EXERCISE DATA:
'''

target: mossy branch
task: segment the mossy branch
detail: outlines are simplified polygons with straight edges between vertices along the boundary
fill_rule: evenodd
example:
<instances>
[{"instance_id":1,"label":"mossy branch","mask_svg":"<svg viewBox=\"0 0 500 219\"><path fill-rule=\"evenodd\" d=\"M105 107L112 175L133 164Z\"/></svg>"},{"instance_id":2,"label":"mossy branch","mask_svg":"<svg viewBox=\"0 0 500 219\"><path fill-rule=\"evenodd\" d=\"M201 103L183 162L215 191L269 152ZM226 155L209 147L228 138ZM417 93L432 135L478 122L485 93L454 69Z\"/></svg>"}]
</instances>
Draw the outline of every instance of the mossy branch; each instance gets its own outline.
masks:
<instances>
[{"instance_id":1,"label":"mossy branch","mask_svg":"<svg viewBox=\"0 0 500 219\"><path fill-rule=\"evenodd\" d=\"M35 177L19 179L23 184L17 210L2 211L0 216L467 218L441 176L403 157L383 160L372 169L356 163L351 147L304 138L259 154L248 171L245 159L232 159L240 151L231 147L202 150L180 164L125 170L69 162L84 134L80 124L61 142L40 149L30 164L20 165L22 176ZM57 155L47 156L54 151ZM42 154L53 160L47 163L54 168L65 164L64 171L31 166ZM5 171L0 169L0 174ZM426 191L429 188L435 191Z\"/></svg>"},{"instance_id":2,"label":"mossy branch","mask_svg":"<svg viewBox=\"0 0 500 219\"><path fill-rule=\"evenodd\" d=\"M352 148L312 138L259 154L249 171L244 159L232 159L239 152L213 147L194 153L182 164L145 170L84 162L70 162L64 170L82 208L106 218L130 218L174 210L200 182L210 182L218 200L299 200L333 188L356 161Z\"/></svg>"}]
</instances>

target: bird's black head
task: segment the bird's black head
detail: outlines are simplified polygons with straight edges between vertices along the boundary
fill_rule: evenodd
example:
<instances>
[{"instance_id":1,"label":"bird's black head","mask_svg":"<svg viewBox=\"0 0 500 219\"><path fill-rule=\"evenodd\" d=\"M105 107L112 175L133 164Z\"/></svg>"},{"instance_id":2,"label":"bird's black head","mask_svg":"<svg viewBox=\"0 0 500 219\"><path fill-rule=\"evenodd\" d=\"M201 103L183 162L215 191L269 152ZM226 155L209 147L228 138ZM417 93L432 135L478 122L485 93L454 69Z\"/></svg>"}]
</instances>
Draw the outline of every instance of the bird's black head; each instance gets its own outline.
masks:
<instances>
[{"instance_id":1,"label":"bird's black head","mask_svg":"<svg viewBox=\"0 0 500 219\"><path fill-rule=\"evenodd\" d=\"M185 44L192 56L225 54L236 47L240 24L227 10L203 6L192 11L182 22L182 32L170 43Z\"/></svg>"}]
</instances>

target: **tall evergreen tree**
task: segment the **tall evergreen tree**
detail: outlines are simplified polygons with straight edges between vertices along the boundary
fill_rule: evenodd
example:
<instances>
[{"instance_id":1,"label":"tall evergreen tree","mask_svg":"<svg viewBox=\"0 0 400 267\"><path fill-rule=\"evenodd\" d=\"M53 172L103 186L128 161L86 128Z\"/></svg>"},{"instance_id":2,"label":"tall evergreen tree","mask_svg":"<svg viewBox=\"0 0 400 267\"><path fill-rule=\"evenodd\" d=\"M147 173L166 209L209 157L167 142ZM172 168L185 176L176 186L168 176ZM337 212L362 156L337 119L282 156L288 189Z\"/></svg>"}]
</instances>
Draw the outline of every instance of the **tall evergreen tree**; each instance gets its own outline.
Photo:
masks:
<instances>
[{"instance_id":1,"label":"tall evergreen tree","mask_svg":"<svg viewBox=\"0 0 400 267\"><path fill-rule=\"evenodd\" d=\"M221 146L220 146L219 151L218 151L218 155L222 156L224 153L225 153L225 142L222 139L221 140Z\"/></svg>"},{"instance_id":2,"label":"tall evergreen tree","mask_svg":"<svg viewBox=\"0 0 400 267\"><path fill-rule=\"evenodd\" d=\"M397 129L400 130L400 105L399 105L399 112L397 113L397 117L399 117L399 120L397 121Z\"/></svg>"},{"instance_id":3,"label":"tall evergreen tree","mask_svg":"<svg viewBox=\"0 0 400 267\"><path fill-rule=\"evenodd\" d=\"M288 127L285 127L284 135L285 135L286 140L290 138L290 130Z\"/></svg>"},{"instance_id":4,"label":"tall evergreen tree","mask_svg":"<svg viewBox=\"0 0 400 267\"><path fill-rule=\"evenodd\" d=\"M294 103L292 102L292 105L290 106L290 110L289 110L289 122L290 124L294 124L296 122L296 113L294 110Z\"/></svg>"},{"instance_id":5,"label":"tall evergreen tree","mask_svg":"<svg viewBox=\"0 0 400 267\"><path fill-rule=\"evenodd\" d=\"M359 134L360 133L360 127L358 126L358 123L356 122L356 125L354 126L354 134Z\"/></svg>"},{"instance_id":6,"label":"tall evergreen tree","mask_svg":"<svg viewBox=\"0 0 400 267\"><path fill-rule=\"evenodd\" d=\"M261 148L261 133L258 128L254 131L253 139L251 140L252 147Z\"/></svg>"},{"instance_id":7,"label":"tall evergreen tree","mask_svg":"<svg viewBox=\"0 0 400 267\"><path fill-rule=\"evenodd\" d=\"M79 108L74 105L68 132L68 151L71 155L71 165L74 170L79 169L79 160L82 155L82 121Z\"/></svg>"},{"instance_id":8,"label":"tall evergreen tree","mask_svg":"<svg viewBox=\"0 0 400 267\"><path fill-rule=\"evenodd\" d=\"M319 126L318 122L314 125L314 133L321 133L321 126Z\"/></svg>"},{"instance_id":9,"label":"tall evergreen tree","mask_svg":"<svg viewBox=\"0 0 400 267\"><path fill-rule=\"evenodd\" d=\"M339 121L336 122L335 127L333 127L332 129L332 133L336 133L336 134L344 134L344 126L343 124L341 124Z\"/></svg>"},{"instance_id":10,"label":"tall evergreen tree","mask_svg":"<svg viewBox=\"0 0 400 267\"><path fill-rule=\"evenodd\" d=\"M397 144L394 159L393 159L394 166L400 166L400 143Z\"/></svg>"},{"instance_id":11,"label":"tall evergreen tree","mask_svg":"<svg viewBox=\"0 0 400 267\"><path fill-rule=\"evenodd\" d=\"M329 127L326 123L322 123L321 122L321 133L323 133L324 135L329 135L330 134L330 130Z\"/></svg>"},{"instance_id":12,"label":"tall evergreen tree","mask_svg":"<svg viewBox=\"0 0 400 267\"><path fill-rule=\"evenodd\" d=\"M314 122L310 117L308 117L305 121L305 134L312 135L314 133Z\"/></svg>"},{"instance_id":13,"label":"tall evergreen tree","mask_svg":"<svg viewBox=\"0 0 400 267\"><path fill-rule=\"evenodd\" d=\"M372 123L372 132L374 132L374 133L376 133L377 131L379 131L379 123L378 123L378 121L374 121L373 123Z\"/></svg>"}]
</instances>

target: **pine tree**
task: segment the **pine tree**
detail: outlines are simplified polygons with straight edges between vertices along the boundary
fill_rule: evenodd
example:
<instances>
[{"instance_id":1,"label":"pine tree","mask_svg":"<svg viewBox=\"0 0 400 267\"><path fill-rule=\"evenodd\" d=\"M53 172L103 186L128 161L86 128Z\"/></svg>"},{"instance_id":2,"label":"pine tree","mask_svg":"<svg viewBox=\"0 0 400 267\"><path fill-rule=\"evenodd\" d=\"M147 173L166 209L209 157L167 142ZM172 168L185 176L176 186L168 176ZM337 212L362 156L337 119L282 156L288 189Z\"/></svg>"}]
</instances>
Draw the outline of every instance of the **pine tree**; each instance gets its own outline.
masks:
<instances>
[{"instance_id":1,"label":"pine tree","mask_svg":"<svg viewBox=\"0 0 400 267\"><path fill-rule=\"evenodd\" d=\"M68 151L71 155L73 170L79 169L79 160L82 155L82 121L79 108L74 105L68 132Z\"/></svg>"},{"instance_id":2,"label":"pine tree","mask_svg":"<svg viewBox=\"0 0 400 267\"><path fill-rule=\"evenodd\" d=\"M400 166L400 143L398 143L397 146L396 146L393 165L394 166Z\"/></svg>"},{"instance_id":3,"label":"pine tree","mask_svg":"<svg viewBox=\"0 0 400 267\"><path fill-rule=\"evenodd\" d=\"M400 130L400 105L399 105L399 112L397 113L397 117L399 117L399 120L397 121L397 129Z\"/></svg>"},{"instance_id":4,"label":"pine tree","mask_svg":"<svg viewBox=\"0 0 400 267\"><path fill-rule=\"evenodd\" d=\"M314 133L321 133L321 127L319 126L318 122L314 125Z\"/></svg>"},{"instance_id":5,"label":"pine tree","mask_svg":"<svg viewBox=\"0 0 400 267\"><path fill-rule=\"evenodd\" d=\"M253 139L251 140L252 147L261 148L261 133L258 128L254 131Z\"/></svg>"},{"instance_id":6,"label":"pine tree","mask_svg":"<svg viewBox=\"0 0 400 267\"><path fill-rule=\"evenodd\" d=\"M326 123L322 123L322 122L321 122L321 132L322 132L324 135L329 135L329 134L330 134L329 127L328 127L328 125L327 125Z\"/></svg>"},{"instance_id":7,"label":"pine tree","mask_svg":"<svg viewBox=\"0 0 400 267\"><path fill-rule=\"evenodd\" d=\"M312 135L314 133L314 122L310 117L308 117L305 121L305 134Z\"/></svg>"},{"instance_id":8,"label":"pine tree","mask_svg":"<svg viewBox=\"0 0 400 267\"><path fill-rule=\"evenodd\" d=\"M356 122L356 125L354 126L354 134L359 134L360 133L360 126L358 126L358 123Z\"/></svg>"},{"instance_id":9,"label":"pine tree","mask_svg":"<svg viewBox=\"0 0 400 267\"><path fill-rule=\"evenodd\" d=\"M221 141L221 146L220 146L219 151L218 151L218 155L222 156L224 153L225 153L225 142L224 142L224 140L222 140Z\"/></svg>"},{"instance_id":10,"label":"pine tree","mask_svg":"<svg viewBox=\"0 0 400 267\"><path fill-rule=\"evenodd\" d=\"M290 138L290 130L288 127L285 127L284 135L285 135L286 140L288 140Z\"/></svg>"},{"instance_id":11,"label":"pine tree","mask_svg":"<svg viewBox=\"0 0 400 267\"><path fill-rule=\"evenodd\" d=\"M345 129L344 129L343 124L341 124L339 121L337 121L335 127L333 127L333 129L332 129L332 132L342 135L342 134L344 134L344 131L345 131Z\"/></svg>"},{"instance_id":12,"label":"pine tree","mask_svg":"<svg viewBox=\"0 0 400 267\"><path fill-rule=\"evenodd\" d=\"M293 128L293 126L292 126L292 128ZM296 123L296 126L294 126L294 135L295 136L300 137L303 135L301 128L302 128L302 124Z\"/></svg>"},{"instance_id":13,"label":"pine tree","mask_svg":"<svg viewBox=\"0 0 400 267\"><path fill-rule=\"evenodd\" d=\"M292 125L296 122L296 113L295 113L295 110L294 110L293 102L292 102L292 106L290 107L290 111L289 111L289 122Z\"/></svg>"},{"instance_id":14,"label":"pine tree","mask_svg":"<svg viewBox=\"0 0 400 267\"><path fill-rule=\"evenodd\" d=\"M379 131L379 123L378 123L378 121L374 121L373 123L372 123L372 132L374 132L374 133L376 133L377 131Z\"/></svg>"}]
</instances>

'''

PROMPT: After reading the material above, tally the lines that include the string "gets" and give only the number.

WRITTEN RESPONSE: 4